*WHAT YOU SHOULD DO*.
Gather and copy each line below that has the word "more" in it.

*PROVIDED DATA*.
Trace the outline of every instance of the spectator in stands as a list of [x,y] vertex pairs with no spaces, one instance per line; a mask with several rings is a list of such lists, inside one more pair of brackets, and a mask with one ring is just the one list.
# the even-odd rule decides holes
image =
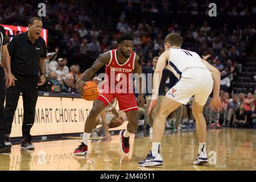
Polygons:
[[106,38],[104,38],[101,40],[101,46],[100,46],[101,48],[101,52],[104,52],[104,49],[109,50],[109,46],[107,44],[108,40]]
[[229,49],[229,57],[233,62],[238,62],[240,58],[240,53],[238,50],[235,46],[232,46]]
[[67,73],[67,72],[64,70],[65,64],[64,63],[64,59],[62,57],[60,57],[58,59],[58,63],[59,68],[56,71],[56,73],[57,73],[57,80],[63,82],[66,75],[68,74],[68,73]]
[[55,52],[52,52],[52,55],[53,55],[52,56],[52,57],[50,59],[50,62],[49,63],[49,64],[48,65],[47,71],[47,73],[49,73],[52,71],[56,72],[57,69],[58,69],[58,63],[55,60],[55,59],[57,57],[57,55],[59,52],[59,47],[56,47],[55,48]]
[[89,44],[89,50],[90,52],[92,57],[96,57],[101,51],[101,48],[96,37],[93,37],[92,42]]
[[98,36],[98,31],[96,30],[96,27],[95,25],[93,26],[92,30],[90,31],[90,35],[92,37],[97,38]]
[[80,67],[78,64],[75,65],[76,67],[76,76],[77,78],[80,78],[82,77],[82,73],[80,72]]
[[[224,65],[226,63],[227,60],[227,56],[224,49],[222,49],[220,53],[217,56],[218,59],[220,60],[220,63]],[[231,60],[230,60],[231,61]]]
[[254,101],[254,98],[253,97],[253,95],[250,93],[248,93],[247,94],[247,98],[243,100],[243,105],[245,106],[245,114],[247,115],[247,120],[250,125],[251,126],[251,113],[252,113],[252,106]]
[[79,65],[76,64],[76,65],[72,65],[70,67],[70,73],[69,74],[72,74],[75,77],[75,82],[76,82],[78,78],[80,78],[82,77],[82,74],[80,73],[80,67]]
[[68,64],[68,60],[67,59],[67,57],[63,58],[63,64],[64,65],[64,73],[66,75],[68,75],[68,73],[69,73],[69,68],[67,66],[67,64]]
[[77,89],[74,86],[74,76],[72,74],[68,74],[62,85],[62,92],[72,93],[79,93]]
[[251,118],[253,119],[253,127],[254,129],[256,128],[256,107],[253,110],[253,113],[251,114]]
[[79,34],[80,38],[83,38],[88,34],[84,23],[81,23],[81,27],[79,29]]
[[82,43],[80,46],[80,54],[87,55],[89,49],[89,47],[87,44],[87,39],[84,38],[82,39]]
[[46,61],[45,61],[46,64],[45,64],[45,69],[44,69],[46,76],[47,76],[49,74],[49,73],[48,72],[48,67],[49,66],[49,62],[52,59],[53,55],[54,55],[54,52],[48,52],[47,54],[47,57],[46,59]]
[[221,50],[222,48],[222,42],[221,41],[219,37],[216,38],[215,40],[213,43],[212,47],[216,50]]
[[220,64],[220,60],[218,59],[218,57],[216,57],[215,60],[213,60],[213,61],[215,63],[213,64],[213,66],[218,69],[219,71],[222,71],[224,69],[224,66]]
[[239,109],[237,110],[234,114],[234,127],[244,126],[246,125],[247,115],[245,113],[243,104],[241,104]]
[[232,96],[232,100],[229,101],[228,105],[228,116],[226,118],[226,121],[224,121],[222,126],[231,126],[232,125],[232,121],[233,118],[234,113],[238,109],[239,106],[240,105],[240,102],[238,101],[238,96],[237,94],[233,94]]
[[240,93],[238,94],[238,101],[240,102],[240,104],[243,103],[245,98],[245,94],[243,93]]
[[229,103],[229,95],[228,92],[223,92],[221,94],[221,101],[223,105],[223,110],[220,112],[220,114],[223,115],[223,123],[226,122],[228,117],[228,106]]
[[55,72],[51,72],[49,73],[49,78],[54,78],[56,80],[58,80],[58,75]]
[[[224,76],[227,74],[226,72],[223,71],[221,73],[221,76]],[[221,80],[221,89],[224,92],[228,92],[229,88],[230,86],[230,80],[229,77],[225,77],[224,78]]]
[[204,22],[203,27],[201,27],[200,31],[205,35],[207,35],[209,32],[210,31],[210,27],[208,26],[207,22]]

*TASK OUTPUT*.
Trace the outline of every instance of the spectator in stands as a list of [x,y] vertex pairs with no spaces, one instance per line; a mask with several rings is a list of such lists, inside one more pair of brackets, and a mask with one ring is just the one list.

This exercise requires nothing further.